运行程序后发现只打出一行日志"here", 并且进程没有结束,取其jstack:

    ...
"home-service-2" prio=5 tid=7fe2aa15b800 nid=0x10dcef000 waiting on condition [10dcee000]
java.lang.Thread.State: WAITING (parking)
at sun.misc.Unsafe.park(Native Method)
- parking to wait for <7f371ac80> (a java.util.concurrent.FutureTask$Sync)
at java.util.concurrent.locks.LockSupport.park(LockSupport.java:156)
at java.util.concurrent.locks.AbstractQueuedSynchronizer.parkAndCheckInterrupt(AbstractQueuedSynchronizer.java:811)
at java.util.concurrent.locks.AbstractQueuedSynchronizer.doAcquireSharedInterruptibly(AbstractQueuedSynchronizer.java:969)
at java.util.concurrent.locks.AbstractQueuedSynchronizer.acquireSharedInterruptibly(AbstractQueuedSynchronizer.java:1281)
at java.util.concurrent.FutureTask$Sync.innerGet(FutureTask.java:218)
at java.util.concurrent.FutureTask.get(FutureTask.java:83)
at com.xxxxxx.productfront.service.HomeService$3.call(HomeService.java:136)
at com.xxxxxx.productfront.service.HomeService$3.call(HomeService.java:1)
at java.util.concurrent.FutureTask$Sync.innerRun(FutureTask.java:303)
at java.util.concurrent.FutureTask.run(FutureTask.java:138)
at java.util.concurrent.ThreadPoolExecutor$Worker.runTask(ThreadPoolExecutor.java:895)
at java.util.concurrent.ThreadPoolExecutor$Worker.run(ThreadPoolExecutor.java:918)

> 指令 1
请将下列记录中从含有“[locate] the glass rim”的那一行起、一直到记录末尾的部分（首尾两行均包括在内）转为两列 CSV，列名分别为“文本”和“答案”，每条记录占一行。每个字段都用引号括起，其中的换行改为空格，且只处理这一部分记录。

> 输入记录
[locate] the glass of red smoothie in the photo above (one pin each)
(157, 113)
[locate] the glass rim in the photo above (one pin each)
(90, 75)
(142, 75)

> 指令 2
列出上方摘录的堆栈信息中出现的全部 .java 源文件名，每个只列一次。

> 解答 1
文本,答案
"[locate] the glass rim in the photo above (one pin each)","(90, 75) (142, 75)"

> 解答 2
LockSupport.java
AbstractQueuedSynchronizer.java
FutureTask.java
HomeService.java
ThreadPoolExecutor.java